▶

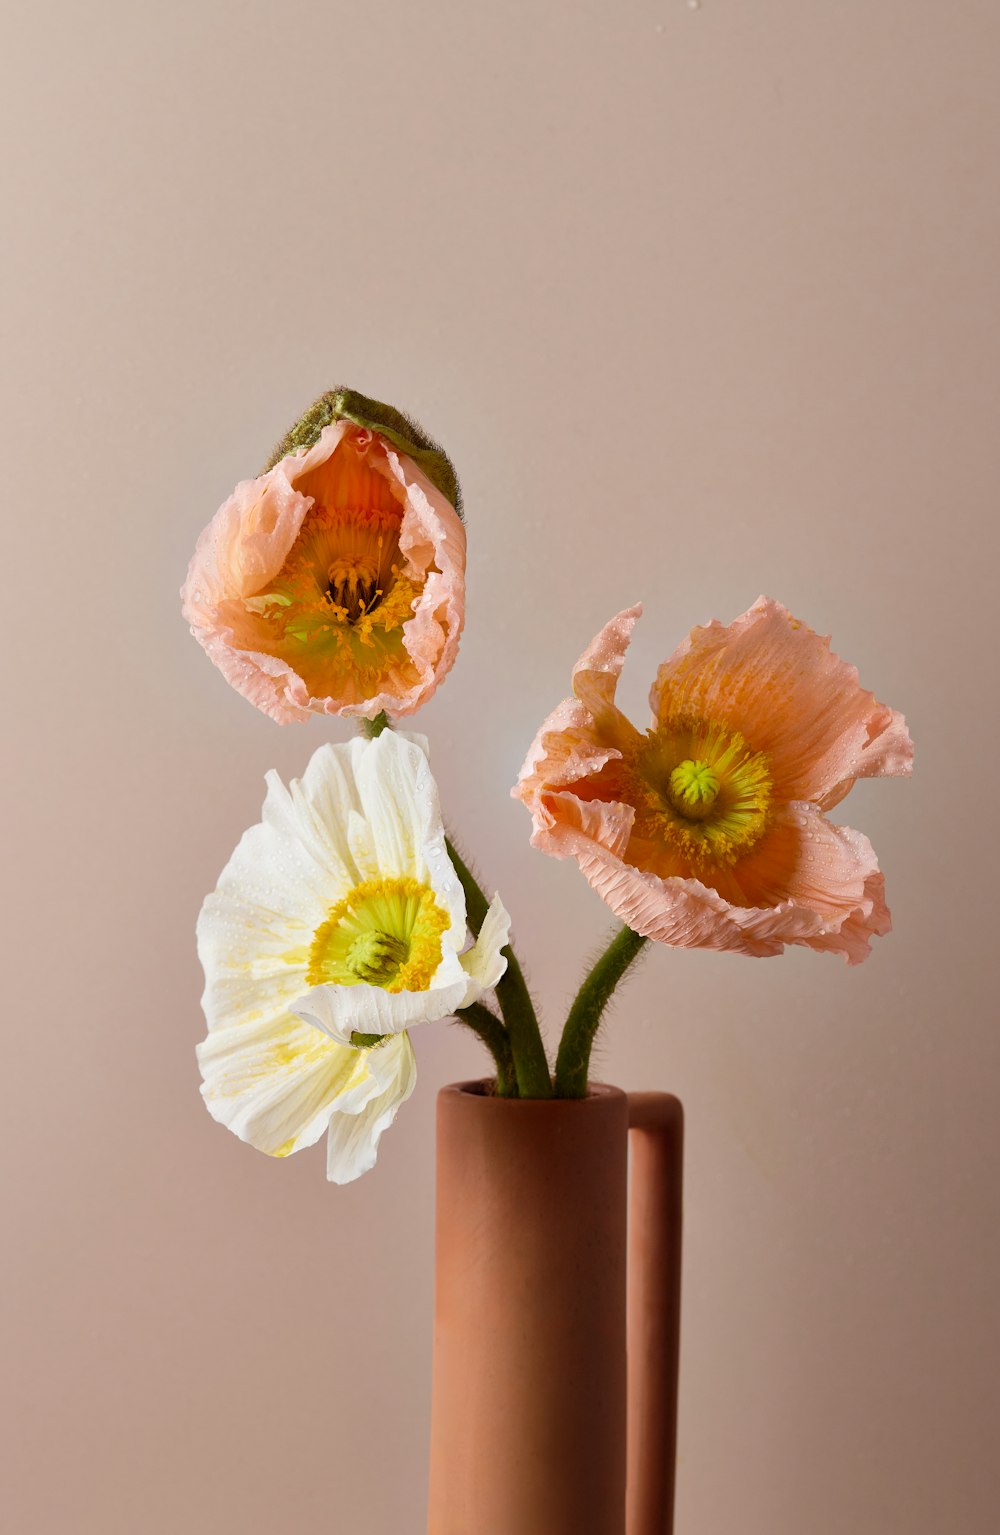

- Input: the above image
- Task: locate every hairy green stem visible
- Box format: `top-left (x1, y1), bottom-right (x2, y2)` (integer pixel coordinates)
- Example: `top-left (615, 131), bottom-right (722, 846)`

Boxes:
top-left (360, 711), bottom-right (390, 738)
top-left (455, 1001), bottom-right (517, 1097)
top-left (555, 924), bottom-right (648, 1098)
top-left (445, 837), bottom-right (552, 1099)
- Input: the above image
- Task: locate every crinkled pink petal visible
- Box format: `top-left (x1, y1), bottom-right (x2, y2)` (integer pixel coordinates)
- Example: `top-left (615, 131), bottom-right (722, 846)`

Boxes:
top-left (513, 605), bottom-right (644, 837)
top-left (182, 422), bottom-right (351, 618)
top-left (798, 870), bottom-right (891, 964)
top-left (545, 823), bottom-right (778, 955)
top-left (535, 798), bottom-right (889, 963)
top-left (529, 787), bottom-right (635, 861)
top-left (570, 603), bottom-right (643, 726)
top-left (357, 444), bottom-right (467, 719)
top-left (705, 806), bottom-right (889, 963)
top-left (191, 628), bottom-right (315, 725)
top-left (181, 424), bottom-right (466, 723)
top-left (514, 697), bottom-right (627, 820)
top-left (708, 804), bottom-right (876, 911)
top-left (650, 596), bottom-right (913, 808)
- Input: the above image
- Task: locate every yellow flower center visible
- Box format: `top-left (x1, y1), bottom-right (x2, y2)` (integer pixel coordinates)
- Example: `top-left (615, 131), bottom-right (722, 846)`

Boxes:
top-left (239, 507), bottom-right (427, 708)
top-left (230, 438), bottom-right (439, 705)
top-left (307, 876), bottom-right (450, 994)
top-left (628, 715), bottom-right (772, 869)
top-left (249, 505), bottom-right (423, 652)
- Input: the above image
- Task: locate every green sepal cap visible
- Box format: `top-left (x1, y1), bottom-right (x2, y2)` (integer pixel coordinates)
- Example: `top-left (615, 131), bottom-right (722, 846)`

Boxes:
top-left (262, 387), bottom-right (462, 517)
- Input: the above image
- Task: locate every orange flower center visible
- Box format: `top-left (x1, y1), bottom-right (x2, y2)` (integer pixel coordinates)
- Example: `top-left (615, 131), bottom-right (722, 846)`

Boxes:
top-left (627, 715), bottom-right (773, 869)
top-left (235, 436), bottom-right (430, 705)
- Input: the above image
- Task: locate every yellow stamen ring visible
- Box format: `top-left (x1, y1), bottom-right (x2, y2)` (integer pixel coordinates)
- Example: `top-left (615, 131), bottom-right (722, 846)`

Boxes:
top-left (628, 715), bottom-right (773, 869)
top-left (247, 506), bottom-right (425, 678)
top-left (307, 876), bottom-right (450, 994)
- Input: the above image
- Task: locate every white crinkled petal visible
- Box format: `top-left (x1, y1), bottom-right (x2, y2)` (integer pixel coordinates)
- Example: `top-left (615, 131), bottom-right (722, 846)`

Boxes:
top-left (392, 730), bottom-right (430, 759)
top-left (326, 1034), bottom-right (418, 1184)
top-left (459, 893), bottom-right (511, 1004)
top-left (197, 801), bottom-right (327, 1032)
top-left (355, 731), bottom-right (436, 879)
top-left (286, 741), bottom-right (366, 886)
top-left (197, 1010), bottom-right (376, 1157)
top-left (347, 808), bottom-right (379, 881)
top-left (292, 972), bottom-right (470, 1044)
top-left (353, 732), bottom-right (468, 949)
top-left (197, 889), bottom-right (311, 1033)
top-left (212, 772), bottom-right (338, 932)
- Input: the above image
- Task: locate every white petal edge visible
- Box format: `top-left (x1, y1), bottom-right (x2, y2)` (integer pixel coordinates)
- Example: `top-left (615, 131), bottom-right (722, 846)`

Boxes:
top-left (292, 972), bottom-right (471, 1044)
top-left (326, 1034), bottom-right (418, 1184)
top-left (353, 734), bottom-right (467, 943)
top-left (197, 1012), bottom-right (377, 1157)
top-left (459, 893), bottom-right (511, 1003)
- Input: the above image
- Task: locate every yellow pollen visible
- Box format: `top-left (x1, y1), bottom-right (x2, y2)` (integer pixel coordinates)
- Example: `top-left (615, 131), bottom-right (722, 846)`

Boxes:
top-left (241, 504), bottom-right (428, 701)
top-left (624, 714), bottom-right (774, 870)
top-left (668, 759), bottom-right (719, 820)
top-left (307, 876), bottom-right (450, 993)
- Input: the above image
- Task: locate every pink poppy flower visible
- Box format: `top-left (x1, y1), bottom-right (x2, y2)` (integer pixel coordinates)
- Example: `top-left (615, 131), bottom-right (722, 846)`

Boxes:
top-left (182, 405), bottom-right (465, 723)
top-left (514, 599), bottom-right (913, 963)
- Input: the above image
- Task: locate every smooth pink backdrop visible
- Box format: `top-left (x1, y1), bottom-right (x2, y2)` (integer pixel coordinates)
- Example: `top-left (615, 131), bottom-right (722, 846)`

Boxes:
top-left (3, 3), bottom-right (998, 1532)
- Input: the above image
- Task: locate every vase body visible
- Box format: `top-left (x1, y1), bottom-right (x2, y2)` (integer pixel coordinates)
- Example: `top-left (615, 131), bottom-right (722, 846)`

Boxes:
top-left (427, 1081), bottom-right (682, 1535)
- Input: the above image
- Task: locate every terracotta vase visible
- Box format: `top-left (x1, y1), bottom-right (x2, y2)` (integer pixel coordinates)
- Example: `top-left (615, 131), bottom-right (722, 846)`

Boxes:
top-left (427, 1081), bottom-right (683, 1535)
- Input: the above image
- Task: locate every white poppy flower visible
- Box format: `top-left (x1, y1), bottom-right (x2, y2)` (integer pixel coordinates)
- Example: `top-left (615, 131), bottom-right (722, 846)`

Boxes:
top-left (196, 731), bottom-right (510, 1184)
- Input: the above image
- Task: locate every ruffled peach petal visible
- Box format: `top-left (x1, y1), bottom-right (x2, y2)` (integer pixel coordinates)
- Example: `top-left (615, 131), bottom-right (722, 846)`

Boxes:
top-left (709, 804), bottom-right (876, 910)
top-left (650, 597), bottom-right (913, 807)
top-left (550, 824), bottom-right (780, 955)
top-left (701, 805), bottom-right (888, 963)
top-left (816, 713), bottom-right (912, 812)
top-left (513, 607), bottom-right (646, 840)
top-left (529, 789), bottom-right (888, 963)
top-left (529, 788), bottom-right (635, 861)
top-left (571, 604), bottom-right (641, 712)
top-left (358, 445), bottom-right (467, 719)
top-left (513, 697), bottom-right (627, 822)
top-left (798, 871), bottom-right (891, 964)
top-left (193, 628), bottom-right (314, 725)
top-left (571, 604), bottom-right (644, 752)
top-left (183, 422), bottom-right (352, 619)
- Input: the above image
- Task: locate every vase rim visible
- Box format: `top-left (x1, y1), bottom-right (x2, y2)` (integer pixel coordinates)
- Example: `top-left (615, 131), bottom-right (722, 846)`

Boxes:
top-left (440, 1078), bottom-right (626, 1107)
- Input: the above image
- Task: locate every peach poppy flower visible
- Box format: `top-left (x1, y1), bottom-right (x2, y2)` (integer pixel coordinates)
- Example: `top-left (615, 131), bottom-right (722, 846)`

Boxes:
top-left (182, 408), bottom-right (465, 723)
top-left (514, 599), bottom-right (913, 964)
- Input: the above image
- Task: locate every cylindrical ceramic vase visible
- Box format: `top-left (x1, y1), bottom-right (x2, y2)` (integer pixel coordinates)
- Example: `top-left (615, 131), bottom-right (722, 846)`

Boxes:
top-left (427, 1081), bottom-right (683, 1535)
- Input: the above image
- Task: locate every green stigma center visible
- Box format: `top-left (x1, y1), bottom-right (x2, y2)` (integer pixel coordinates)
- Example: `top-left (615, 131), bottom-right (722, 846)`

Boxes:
top-left (668, 759), bottom-right (720, 820)
top-left (345, 929), bottom-right (409, 984)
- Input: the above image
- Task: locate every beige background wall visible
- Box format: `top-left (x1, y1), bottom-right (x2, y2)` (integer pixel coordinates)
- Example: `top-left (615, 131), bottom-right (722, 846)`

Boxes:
top-left (3, 2), bottom-right (998, 1531)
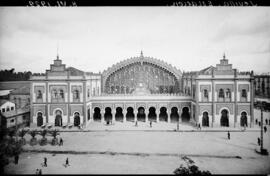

◀

→ WHAT YOU HAVE TO DO
Which lines above hold the string "center"? Please copy all of them.

→ YOUR SOLUTION
- Task: locate every yellow flower center visible
- Task: locate every orange flower center visible
- Task: locate every green stigma center visible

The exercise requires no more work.